§ **Action item**: Write out the line that contains "Target: tree line" and every line after it through the end of the entries, exactly as given and with no other lines.

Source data
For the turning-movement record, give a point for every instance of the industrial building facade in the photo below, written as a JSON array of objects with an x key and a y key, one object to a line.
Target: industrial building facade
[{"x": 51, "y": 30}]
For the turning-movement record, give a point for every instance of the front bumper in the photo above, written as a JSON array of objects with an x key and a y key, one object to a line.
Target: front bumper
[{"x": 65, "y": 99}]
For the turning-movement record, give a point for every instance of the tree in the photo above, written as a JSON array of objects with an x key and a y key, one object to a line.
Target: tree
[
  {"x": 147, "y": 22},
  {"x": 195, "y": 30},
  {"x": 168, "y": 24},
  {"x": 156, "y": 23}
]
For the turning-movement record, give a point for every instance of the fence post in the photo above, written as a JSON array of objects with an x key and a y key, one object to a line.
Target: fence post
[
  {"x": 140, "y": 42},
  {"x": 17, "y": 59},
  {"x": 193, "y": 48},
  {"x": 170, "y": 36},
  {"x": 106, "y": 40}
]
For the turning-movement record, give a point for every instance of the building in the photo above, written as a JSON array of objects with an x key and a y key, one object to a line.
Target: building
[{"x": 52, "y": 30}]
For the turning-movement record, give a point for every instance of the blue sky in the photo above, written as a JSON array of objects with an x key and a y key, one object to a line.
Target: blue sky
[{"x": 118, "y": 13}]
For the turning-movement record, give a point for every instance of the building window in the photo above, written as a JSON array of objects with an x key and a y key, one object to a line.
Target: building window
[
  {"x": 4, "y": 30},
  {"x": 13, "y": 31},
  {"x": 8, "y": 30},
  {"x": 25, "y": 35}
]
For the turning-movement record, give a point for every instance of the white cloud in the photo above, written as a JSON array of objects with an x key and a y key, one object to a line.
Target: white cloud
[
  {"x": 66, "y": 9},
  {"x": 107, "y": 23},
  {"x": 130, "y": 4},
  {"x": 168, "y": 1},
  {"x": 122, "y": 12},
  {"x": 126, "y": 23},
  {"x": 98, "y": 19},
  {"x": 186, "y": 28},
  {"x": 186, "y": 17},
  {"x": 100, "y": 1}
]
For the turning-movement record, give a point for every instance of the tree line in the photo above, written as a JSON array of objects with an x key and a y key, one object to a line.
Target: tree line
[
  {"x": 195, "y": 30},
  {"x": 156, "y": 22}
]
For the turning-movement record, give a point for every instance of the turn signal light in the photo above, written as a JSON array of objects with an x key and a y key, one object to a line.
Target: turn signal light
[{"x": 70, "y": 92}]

§ **Output**:
Target: tree line
[
  {"x": 195, "y": 30},
  {"x": 156, "y": 22}
]
For the turning-movement record, give a point for every instance of the turn signal light in the photo above, written as a JSON array of objects with an x key and a y key, one object to a line.
Target: turn signal light
[{"x": 70, "y": 92}]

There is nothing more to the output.